Segment Start: Task input

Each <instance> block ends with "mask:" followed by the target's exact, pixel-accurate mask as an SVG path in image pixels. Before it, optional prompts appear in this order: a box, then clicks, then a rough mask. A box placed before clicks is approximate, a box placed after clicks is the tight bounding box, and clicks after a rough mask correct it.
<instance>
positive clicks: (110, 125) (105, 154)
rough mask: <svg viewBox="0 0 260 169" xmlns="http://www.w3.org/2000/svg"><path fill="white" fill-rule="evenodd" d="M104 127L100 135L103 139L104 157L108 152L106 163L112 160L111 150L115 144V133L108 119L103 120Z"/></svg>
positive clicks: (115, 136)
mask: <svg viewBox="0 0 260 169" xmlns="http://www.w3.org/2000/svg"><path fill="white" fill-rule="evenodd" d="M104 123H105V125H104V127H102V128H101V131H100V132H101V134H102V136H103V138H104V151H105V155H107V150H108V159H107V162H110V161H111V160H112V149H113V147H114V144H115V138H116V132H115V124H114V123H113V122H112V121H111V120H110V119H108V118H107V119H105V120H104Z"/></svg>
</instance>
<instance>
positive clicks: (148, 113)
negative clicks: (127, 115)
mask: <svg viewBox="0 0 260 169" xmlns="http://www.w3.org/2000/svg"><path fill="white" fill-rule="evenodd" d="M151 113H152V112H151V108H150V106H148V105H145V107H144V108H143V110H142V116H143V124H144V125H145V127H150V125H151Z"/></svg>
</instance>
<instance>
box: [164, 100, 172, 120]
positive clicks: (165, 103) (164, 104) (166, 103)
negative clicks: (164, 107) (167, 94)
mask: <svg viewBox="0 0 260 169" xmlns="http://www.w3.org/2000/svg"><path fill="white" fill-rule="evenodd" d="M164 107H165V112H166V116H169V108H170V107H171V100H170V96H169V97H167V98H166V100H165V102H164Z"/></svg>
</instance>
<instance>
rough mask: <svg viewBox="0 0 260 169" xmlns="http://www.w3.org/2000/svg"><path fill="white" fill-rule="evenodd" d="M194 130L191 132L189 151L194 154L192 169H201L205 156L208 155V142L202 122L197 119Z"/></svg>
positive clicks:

Segment End: Task input

→ Assignment: Answer with the number alone after working out how many lines in the records contain the string "rough".

→ Task output: 3